__Exercise requirements__: Which lines run from the one containing "Practice step: locate the cream" to the end of the records? Write them out exactly, both ends included, and nothing else.

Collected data
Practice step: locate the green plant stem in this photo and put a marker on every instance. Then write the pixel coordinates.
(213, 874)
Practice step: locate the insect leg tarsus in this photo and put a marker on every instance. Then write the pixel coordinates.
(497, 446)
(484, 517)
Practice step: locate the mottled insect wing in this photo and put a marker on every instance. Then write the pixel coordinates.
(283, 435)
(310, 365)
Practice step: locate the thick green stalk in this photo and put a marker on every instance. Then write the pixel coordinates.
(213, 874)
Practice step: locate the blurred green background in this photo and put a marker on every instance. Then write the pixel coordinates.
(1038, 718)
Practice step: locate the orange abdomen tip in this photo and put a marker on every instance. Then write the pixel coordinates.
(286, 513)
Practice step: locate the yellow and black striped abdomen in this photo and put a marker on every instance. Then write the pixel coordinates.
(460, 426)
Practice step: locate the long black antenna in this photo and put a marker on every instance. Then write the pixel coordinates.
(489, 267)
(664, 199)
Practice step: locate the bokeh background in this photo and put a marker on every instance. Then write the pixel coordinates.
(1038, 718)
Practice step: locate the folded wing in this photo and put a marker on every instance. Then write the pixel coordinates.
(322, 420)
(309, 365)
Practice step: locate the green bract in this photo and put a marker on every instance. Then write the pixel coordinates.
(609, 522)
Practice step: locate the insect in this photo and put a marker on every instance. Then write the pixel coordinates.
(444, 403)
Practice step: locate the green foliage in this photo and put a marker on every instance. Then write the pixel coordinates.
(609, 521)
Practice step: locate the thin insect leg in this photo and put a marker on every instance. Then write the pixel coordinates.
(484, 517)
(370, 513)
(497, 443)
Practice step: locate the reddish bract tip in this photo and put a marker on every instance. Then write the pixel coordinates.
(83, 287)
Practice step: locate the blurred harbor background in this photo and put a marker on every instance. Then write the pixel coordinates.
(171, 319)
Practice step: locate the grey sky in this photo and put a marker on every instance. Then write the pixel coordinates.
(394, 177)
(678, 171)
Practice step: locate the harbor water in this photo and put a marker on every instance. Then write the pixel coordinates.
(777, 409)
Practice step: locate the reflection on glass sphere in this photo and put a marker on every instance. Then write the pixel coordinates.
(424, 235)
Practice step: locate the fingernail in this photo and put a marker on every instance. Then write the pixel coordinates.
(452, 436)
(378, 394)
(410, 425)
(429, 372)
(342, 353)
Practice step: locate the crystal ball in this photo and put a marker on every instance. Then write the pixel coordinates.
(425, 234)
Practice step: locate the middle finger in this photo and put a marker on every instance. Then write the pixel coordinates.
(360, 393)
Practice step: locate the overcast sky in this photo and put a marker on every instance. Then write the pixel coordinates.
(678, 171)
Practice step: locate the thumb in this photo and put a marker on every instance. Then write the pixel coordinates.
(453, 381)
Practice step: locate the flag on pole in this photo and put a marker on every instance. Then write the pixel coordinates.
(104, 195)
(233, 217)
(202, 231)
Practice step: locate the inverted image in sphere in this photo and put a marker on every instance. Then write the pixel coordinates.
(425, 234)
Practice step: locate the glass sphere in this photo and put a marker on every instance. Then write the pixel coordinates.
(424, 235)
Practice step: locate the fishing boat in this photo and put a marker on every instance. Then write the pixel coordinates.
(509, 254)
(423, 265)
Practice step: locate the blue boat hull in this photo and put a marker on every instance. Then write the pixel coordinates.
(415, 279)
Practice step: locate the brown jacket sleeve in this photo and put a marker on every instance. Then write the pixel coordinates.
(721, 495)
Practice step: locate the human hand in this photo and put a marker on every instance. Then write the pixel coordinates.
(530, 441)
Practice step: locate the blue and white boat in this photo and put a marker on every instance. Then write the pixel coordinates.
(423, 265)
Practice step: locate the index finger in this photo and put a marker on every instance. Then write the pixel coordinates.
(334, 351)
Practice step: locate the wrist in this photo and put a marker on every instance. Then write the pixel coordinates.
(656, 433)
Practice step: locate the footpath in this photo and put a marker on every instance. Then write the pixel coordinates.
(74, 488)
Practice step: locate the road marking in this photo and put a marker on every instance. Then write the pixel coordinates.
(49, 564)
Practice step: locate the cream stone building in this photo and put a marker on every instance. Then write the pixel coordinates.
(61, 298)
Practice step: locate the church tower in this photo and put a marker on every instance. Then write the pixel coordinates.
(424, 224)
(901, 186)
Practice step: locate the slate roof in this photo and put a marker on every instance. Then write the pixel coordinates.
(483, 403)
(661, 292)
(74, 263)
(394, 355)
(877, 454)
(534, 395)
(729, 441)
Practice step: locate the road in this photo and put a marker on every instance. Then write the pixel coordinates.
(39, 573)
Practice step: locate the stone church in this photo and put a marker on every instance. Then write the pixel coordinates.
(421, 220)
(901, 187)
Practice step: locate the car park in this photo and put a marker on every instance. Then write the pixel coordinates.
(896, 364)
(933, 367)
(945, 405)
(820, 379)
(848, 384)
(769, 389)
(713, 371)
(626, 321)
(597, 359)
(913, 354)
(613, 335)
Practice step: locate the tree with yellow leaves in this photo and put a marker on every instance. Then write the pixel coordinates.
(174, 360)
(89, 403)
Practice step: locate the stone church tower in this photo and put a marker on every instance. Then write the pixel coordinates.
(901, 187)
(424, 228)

__Response area__:
Practice step: locate the cream stone building in this photo and put a marker on every instance. Then write the pixel coordinates.
(61, 298)
Practice step: locate the church tower in this photo and put a marker on every instance. Then write the pixel coordinates.
(424, 224)
(901, 186)
Practice step: locate the slate roof in this photo and put a marker on every instance. Then write the pixel coordinates.
(483, 403)
(661, 292)
(74, 263)
(394, 355)
(877, 454)
(534, 395)
(729, 441)
Practice step: locate the road in this photo and put a marker on every instance. Then write the pixel coordinates.
(39, 573)
Practice step: locate the stone church in this photo and put a marker on every instance. Then write the pixel coordinates.
(421, 220)
(901, 187)
Practice step: locate the car park in this photo and put a marker on every instance. Then write the pixel coordinates.
(896, 364)
(933, 367)
(945, 405)
(820, 379)
(848, 384)
(769, 389)
(713, 371)
(626, 321)
(597, 359)
(913, 354)
(613, 335)
Practice step: locate the tree with yellow leaves in this photo and put a marker on every instance. Then write the pixel coordinates.
(174, 360)
(89, 403)
Practice step: locate the stone church tower in this photo and put a marker on every instance. Then write the pixel coordinates.
(901, 187)
(424, 228)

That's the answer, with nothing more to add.